— Start of GIVEN INFORMATION —
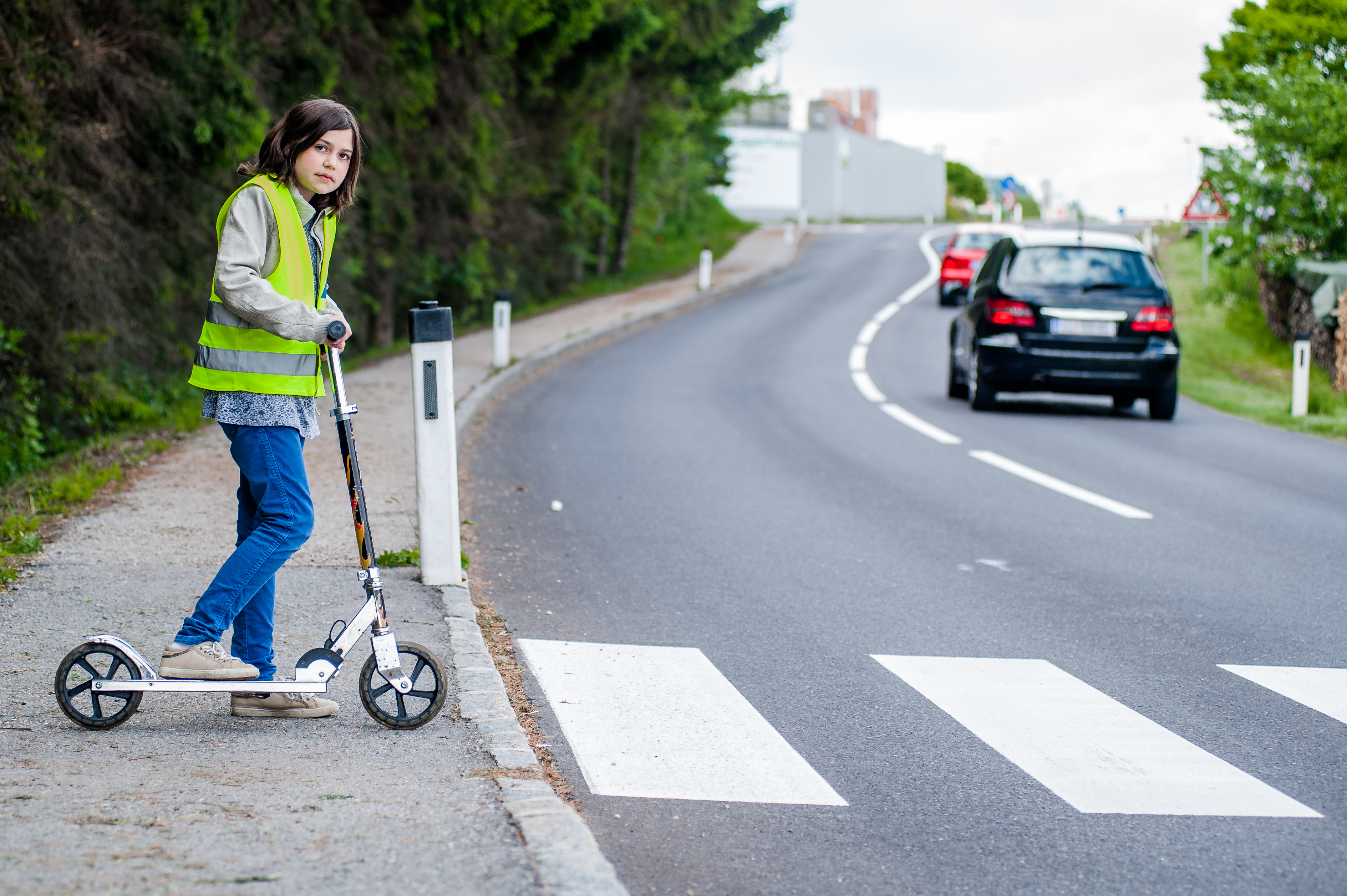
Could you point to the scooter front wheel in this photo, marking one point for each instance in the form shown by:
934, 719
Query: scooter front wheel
103, 710
415, 708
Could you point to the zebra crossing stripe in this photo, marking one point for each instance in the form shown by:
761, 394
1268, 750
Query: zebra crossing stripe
1082, 744
665, 723
1322, 689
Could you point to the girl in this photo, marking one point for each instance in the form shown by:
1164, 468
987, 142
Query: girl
258, 361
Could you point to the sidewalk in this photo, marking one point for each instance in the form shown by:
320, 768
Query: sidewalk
185, 798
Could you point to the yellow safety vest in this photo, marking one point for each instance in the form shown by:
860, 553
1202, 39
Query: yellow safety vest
236, 356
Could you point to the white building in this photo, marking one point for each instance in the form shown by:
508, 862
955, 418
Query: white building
849, 175
832, 171
764, 173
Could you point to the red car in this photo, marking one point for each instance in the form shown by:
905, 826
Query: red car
965, 255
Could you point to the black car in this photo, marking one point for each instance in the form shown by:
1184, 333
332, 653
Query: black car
1071, 311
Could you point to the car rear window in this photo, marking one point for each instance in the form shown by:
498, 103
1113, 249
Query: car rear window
976, 240
1082, 267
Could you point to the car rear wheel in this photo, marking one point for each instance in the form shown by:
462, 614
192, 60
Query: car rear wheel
1164, 401
956, 388
981, 398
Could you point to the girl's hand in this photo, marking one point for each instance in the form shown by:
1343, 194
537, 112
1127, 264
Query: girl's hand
340, 345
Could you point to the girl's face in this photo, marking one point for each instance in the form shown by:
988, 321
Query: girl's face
322, 167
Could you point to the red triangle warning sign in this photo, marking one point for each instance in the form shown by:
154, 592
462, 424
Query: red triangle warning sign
1206, 205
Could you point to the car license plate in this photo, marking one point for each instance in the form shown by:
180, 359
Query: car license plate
1083, 327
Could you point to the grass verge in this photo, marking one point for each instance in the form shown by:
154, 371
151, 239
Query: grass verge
34, 505
1230, 360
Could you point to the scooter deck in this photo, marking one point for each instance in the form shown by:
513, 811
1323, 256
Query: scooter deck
194, 685
150, 680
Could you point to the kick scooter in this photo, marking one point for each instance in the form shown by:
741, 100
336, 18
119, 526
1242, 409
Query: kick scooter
100, 682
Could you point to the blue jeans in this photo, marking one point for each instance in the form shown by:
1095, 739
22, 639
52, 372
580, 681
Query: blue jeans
275, 520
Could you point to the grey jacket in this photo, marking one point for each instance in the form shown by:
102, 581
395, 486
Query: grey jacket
244, 261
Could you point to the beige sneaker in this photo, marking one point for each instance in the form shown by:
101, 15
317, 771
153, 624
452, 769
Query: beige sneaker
281, 706
207, 660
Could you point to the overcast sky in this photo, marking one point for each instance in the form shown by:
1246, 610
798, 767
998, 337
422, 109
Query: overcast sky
1096, 96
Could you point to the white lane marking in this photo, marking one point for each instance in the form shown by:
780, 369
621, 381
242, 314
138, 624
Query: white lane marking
665, 723
1083, 746
857, 361
1321, 689
866, 386
910, 419
883, 315
1062, 487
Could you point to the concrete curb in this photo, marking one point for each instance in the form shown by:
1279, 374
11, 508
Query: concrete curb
473, 403
568, 856
562, 847
565, 852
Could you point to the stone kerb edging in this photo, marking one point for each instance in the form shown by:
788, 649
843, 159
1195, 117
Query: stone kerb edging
472, 404
561, 844
562, 847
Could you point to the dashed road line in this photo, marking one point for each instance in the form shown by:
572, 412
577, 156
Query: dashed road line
1059, 486
1083, 746
859, 361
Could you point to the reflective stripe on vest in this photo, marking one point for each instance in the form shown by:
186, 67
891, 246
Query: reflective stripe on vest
238, 356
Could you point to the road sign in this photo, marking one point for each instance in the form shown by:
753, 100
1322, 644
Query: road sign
1206, 206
— End of GIVEN INFORMATION —
WHAT TO PRODUCE: Copy the material shown above in full and exactly. Skip the pictures.

RESPONSE TO THE EXERCISE:
Could you point to the scooter front wheel in this photo, marking one point for each instance in the form shown by:
934, 719
Query: scooter front wheel
103, 710
415, 708
Could you point to the zebra crossing stripe in this photo, marking one point for each instance in the form shown by:
761, 394
1268, 750
Query: zebra crossing stripe
1082, 744
665, 723
1322, 689
Could you point to the girl in this photo, marking one point for each instance in the form shown by:
1164, 468
987, 142
Query: girl
258, 361
Could you point to the sidewalk in this photo, marking one point for each instance in the form shown by:
320, 768
Query: sidewalk
185, 798
Could you point to the yellow safety vest in this photo, marking one point for each instance in the form shown by:
860, 553
1202, 39
Query: yellow safety vest
236, 356
Could you point to the white building in this photo, marking one point for each instance in the form shown by:
508, 862
955, 418
Query: white building
849, 175
832, 171
764, 173
Could you point to the red car in this photo, marking one point for each instance in the form shown by:
905, 826
Query: red car
965, 255
Could you point to the black car in this photo, marking one point for each instance in the form shown by:
1184, 333
332, 653
Query: black car
1071, 311
Could you point to the car rear window in this photo, marking one point for each instance in the form shown by:
498, 103
1113, 249
Query: car rear window
976, 240
1082, 267
Could you point to the car rear wheel in this photo, marking one point for each instance in the form shown by:
462, 614
192, 60
Query: car rear wheel
1164, 401
956, 388
981, 398
Could you point to the girl's hand in this photo, marking one point for each instance in the form shown by:
1343, 194
537, 112
1127, 264
Query: girl's hand
340, 345
Could you point to the girl's face in this photo, marking one point for each instance in the form shown by:
988, 321
Query: girl's face
322, 167
Could you point to the red triangle warning sign in this photo, marking one point for each instance in the form shown by:
154, 592
462, 424
Query: red triangle warning sign
1206, 205
Could you point to the car license plate in this photo, marking one point for each instance in the form shown by:
180, 359
Query: car license plate
1083, 327
Could you point to the grass verge in this photo, marking one point for each instance in the form shown by:
154, 371
151, 239
Query: grass verge
34, 505
1230, 360
Could you point to the scooter deck in this photo, marking one point for each instance in the form shown by:
513, 811
1323, 256
Query: scooter deck
194, 685
150, 680
Could you point to the kick scooter in this photo, marking one point for each instance in the form shown by:
741, 100
336, 18
119, 526
1242, 409
Query: kick scooter
100, 682
Could you point to the blue jeans in this photo, marking one point for each instance in the form shown by:
1095, 739
22, 639
52, 372
580, 681
Query: blue jeans
275, 520
Could you point to the grey jacket in this photo, marking one point for each instance in the form shown by:
102, 581
395, 486
Query: grey jacket
244, 261
Could you point to the beige sneaker in this photo, marking one point for each instance in the form shown by:
101, 15
317, 771
153, 624
452, 769
Query: beige sneaker
281, 706
207, 660
Could you point to the overcast sky in this photo, marking one point for each instance in the form shown by:
1246, 610
798, 767
998, 337
422, 109
Query: overcast sky
1096, 96
Could you point to the white lane marking in this photo, marking one point for each instance in the form shown by:
780, 369
621, 381
242, 314
138, 624
Query: white lane marking
665, 723
1083, 746
857, 361
1321, 689
866, 386
910, 419
883, 315
1062, 487
Could you point to the concrete curb in this photo, marking one point for each instance in the form shown by:
1279, 374
11, 508
Query: concrete curb
473, 403
568, 856
562, 847
565, 852
Could you point to the stone kerb edging in this photo, marking one point for each instance in the form shown by:
788, 649
843, 159
1195, 117
Query: stone kerb edging
472, 404
561, 844
562, 847
Could you point to the dashed road line in this photo, marking one point for each instance in the form shown by:
572, 412
577, 156
Query: dashed road line
1059, 486
1083, 746
859, 361
Could you point to the reflective stripe on vest in this photo, marking one point for each instance in the form shown by:
186, 67
891, 246
Query: reflective stripe on vest
238, 356
Could you point to the road sign in this photo, marking one point for each instance in the form shown by:
753, 100
1322, 644
Query: road sign
1206, 206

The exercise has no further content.